In the copy you make, keep each entry exactly as it is and leave out all images.

┌─ Data supplied

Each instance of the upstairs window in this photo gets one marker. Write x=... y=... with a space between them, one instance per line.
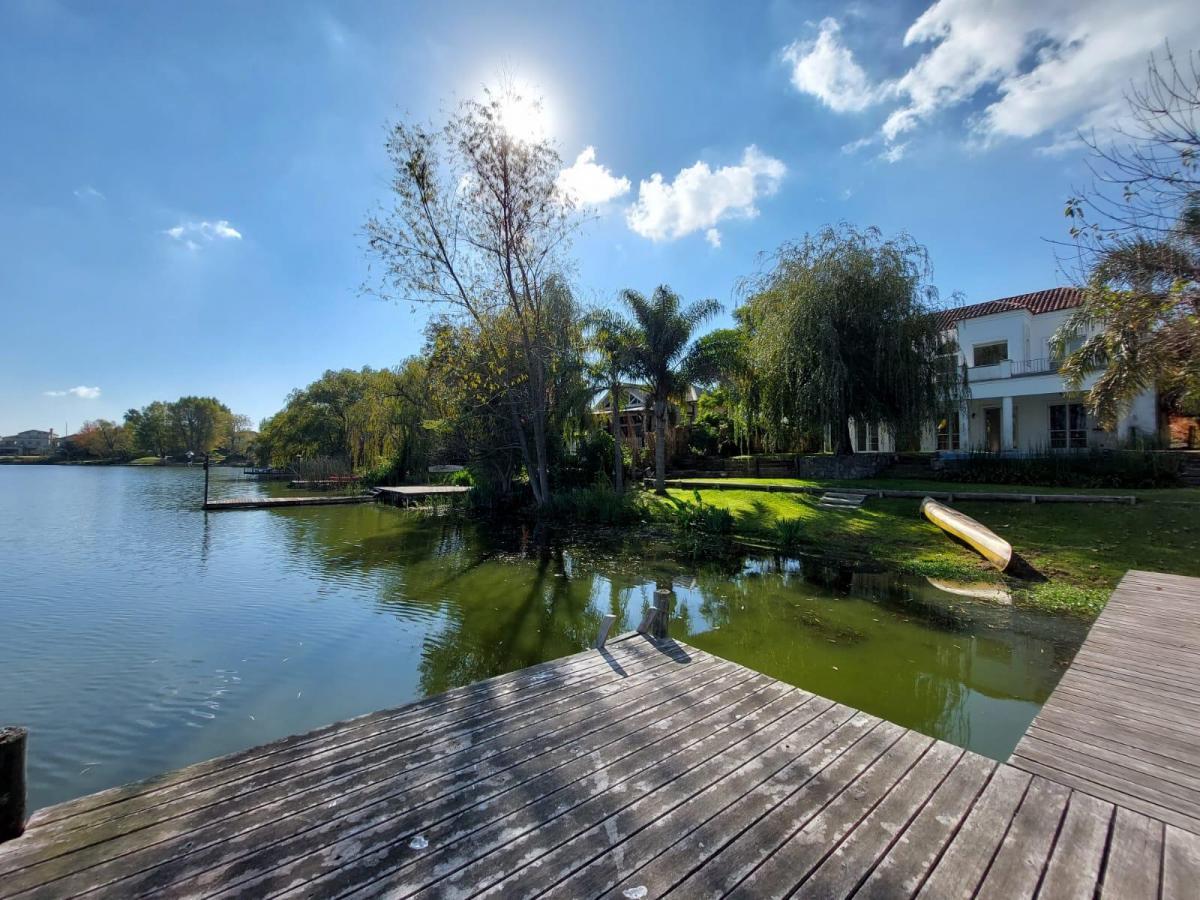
x=1068 y=426
x=867 y=437
x=989 y=354
x=948 y=437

└─

→ Task solution
Each instance of the upstairs window in this photo gets one marker. Write x=... y=... with a space between them, one instance per line.
x=1068 y=426
x=867 y=437
x=989 y=354
x=948 y=437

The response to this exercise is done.